* BEGIN Source extract *

Skip to content
mbacovsky edited this page Jul 23, 2018 · 3 revisions

Table of contents

Backup

Note: We assume all the foreman-maintain commands are run as a root user.

Backup utility in foreman-maintain offers three backup strategies

  • Offline - The whole Katello instance will be turned off completely for the entire backup. See more
  • Online - Backing up the repositories can take an extensive amount of time. You can perform a backup while online. In order for this procedure to succeed, you must not change or update the repositories database until the backup procedure is complete. Thus, you must avoid publishing, adding, or deleting content views, promoting content view versions, adding, changing, or deleting sync-plans, and adding, deleting, or syncing repositories during this time. See more
  • Snapshot - The whole Katello instance will be turned off only for time necessary to create and mount logical volume snapshots. The backup is done from the snapshots after the instance is turned on again. This allows to minimize the maintenance window necessary for doing the backup. See more

Incremental backup

Incremental backups can be used to only store the changes since the last backup:

First take a full backup (it is applicable for all strategies offline will be used in the examples):

# foreman-maintain backup offline /tmp/backups

(This will create a new directory, /tmp/backups/katello-backup-YYYY-MM-DD-hh-mm-ss)

Take 1st incremental backup (this will create a new directory under /tmp/backups to house the new backup, just like the full backup directory):

# foreman-maintain backup offline --incremental /tmp/backup/FULL_BACKUP_DIR /tmp/backups

Take 2nd incremental backup (again, this will create a new directory under /tmp/backups to house this second incremental backup):

# foreman-maintain backup offline --incremental /tmp/backup/FIRST_INCREMENTAL_BACKUP_DIR /tmp/backups

Branching/rebasing incremental backups

Should you choose to take a new incremental backup from, say, the full backup so you don’t need too many files when restoring those backups, simply point the command to the full backup directory, and this newest backup directory will be incremental in relation to the full backup not to the 2nd incremental backup:

# foreman-maintain backup offline --incremental /tmp/backup/FULL_BACKUP_DIR /tmp/backups

An example with full backup on Sunday and incremental backup for all other weekdays would look like:

#!/bin/bash -e
export PATH=/sbin:/bin:/usr/sbin:/usr/bin
DESTINATION=/var/backup
if [[ $(date +%w) == 0 ]]; then
  foreman-maintain backup offline $DESTINATION
else
  LAST=$(ls -td -- $DESTINATION/*/ | head -n 1)

* END Source extract *

- [Task requirements]:
1. From the foreman-maintain backup page, repeat everything from "An example with" down to "-- $DESTINATION/*/ | head -n 1)".
2. According to the foreman-maintain backup page, what happens to the Katello instance during an offline backup?
3. Write the next part of the foreman-maintain backup page, picking up after its last line.
The items further down have no connection to the foreman-maintain backup page.

* BEGIN Given information *

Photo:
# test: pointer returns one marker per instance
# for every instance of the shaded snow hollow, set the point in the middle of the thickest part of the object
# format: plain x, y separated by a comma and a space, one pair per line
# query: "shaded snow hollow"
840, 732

* END Given information *
* BEGIN Given information *

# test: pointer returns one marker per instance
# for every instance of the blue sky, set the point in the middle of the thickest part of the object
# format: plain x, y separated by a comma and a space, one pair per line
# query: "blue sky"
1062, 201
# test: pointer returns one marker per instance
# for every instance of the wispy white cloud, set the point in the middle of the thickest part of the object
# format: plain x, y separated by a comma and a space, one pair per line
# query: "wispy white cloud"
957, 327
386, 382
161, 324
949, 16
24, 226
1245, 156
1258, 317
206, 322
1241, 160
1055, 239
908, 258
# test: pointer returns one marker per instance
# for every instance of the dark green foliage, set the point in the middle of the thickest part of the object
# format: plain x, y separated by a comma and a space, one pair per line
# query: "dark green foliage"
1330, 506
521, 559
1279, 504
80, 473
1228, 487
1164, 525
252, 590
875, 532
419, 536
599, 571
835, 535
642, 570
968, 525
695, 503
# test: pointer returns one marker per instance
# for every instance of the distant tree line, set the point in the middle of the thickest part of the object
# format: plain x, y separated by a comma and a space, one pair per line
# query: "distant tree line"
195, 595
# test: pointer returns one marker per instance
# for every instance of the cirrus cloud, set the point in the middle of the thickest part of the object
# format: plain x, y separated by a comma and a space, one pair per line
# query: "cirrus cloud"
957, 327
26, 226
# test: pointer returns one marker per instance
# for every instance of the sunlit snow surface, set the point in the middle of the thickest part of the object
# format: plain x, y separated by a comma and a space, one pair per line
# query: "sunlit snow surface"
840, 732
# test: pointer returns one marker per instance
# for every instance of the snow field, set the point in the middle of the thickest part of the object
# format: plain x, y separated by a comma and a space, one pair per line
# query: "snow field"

* END Given information *

- [Results by task]:
1.
An example with full backup on Sunday and incremental backup for all other weekdays would look like:

#!/bin/bash -e
export PATH=/sbin:/bin:/usr/sbin:/usr/bin
DESTINATION=/var/backup
if [[ $(date +%w) == 0 ]]; then
  foreman-maintain backup offline $DESTINATION
else
  LAST=$(ls -td -- $DESTINATION/*/ | head -n 1)

2. It is turned off completely for the entire backup.

3.
  foreman-maintain backup offline --incremental "$LAST" $DESTINATION
fi
exit 0

Note that the foreman-maintain requires /sbin and /usr/sbin directories to be in PATH which is not always the case for cron.

Skip Pulp repositories

There may be situations in which you want to see a system without its repository information. You can skip backing up the Pulp database with the following option:

  # foreman-maintain backup <online|offline|snapshot> --skip-pulp-content /tmp/backup

--skip-pulp-content skips backing up /var/lib/pulp, this option is for debugging purposes or if you plan to copy /var/lib/pulp in other ways, such as rsync or shared storage. You will not have a complete backup if you use this option.

Backup with remote databases

For local databases (PgSQL, MongoDB) we prefer to archive the whole database data directory when the service is down. With the databases located on remote servers it is not possible and we store dump of the database instead. The dump is performed when all the other Katello related services are down and the server is in the maintenance mode so the data consistency is preserved.

For snapshot strategy the dumps needs to be performed during the time when the services are down and when the snapshots are usually created and it will prolong the downtime necessary for the backup.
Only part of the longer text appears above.